### Fragmento de página
....
Es obvio que yo, ante tanta pregunta cuyas respuestas se escapan por completo de mi conocimiento, callo. Solo me atrevo a formularlas,. pero creo, además, que debo hacerlo. Y, por respeto, no me atrevo a cuestionar la ciencia de mis contertulios si él hace aflorar argumentos y datos concretos al respecto. ¿Quién soy yo para insinuar siquiera nada acerca de las eventuales repercusiones económicas que la independencia tendría para la ciudadanía catalana?

Por eso, cuando mi amable acompañante se da cuenta de que enfrente no tiene a alguien que quiera rebatirle por llevarle la contraria sin más, o que quiera menospreciarle o ridiculizarle desde la defensa de otro concepto nacionalista, o cuestionar su derecho a expresarse y a ser lo que quiera, sino simplemente entenderle hasta el final, hasta el fondo de su planteamiento, de su idea, de su impulso vital más íntimo, el porqué y para qué profundos que le hacen abrazar una idea como la independencia, tan traumática para una sociedad plural y heterogénea como es la catalana, y además lo hace desde el respeto más exquisito, entonces, en la mente de mi amigo comienza a anidar la duda. Duda, que no aparece cuando se siente agredido por tanta actitud visceral de oídos sordos y mentes cerradas, pero que germina ahora y crece con la escucha respetuosa e incluso comprensiva. No cambia de opinión. Sigue creyendo en la independencia como el mejor camino para el futuro de su tierra y sus gentes, pero abre los ojos al contexto y repiensa tiempos y modos de actuar. Valora la importancia de evitar enfrentamientos estériles (o incluso negativos, porque tal vez sean perjudiciales para su proyecto) y de analizar bien y explicar mejor las ventajas y los inconvenientes que la independencia supondría para él y el resto de los catalanes.
....
### Requisitos de las tareas
#1 Cambie "contertulios" por "interlocutores" en el texto sobre la independencia catalana y reproduzca el pasaje que comienza en las palabras "Es obvio que" y concluye tras "para la ciudadanía catalana?".
#2 Según el texto sobre la independencia catalana, ¿cómo se describe a la sociedad catalana?
Para resolver lo que se pide, sírvase únicamente del texto sobre la independencia catalana.
....
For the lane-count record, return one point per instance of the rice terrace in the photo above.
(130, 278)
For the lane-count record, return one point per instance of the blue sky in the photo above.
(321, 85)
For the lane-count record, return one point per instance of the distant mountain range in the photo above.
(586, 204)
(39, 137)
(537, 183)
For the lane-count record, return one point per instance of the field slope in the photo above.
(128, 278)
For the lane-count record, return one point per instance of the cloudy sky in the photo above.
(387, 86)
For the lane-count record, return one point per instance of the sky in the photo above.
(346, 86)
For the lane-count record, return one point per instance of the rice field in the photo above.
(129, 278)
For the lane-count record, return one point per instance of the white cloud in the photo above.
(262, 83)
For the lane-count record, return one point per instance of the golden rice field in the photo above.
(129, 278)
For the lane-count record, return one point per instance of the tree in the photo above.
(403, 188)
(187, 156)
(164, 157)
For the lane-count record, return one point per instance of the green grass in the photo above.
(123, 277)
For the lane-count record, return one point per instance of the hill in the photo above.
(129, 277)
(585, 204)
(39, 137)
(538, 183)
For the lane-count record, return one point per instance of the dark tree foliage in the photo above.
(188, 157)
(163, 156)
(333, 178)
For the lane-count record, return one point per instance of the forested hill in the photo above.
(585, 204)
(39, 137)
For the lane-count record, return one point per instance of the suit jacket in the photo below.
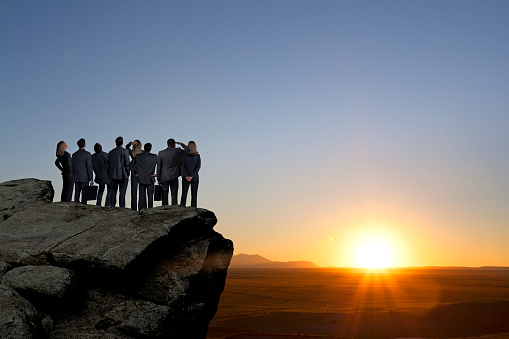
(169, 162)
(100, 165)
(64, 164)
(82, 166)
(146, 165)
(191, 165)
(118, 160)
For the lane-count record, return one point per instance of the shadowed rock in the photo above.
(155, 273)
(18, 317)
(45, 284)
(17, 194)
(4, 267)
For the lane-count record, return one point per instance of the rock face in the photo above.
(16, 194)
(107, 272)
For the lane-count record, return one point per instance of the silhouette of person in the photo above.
....
### Respuestas por tarea
#1
Es obvio que yo, ante tanta pregunta cuyas respuestas se escapan por completo de mi conocimiento, callo. Solo me atrevo a formularlas,. pero creo, además, que debo hacerlo. Y, por respeto, no me atrevo a cuestionar la ciencia de mis interlocutores si él hace aflorar argumentos y datos concretos al respecto. ¿Quién soy yo para insinuar siquiera nada acerca de las eventuales repercusiones económicas que la independencia tendría para la ciudadanía catalana?

#2 Como una sociedad plural y heterogénea.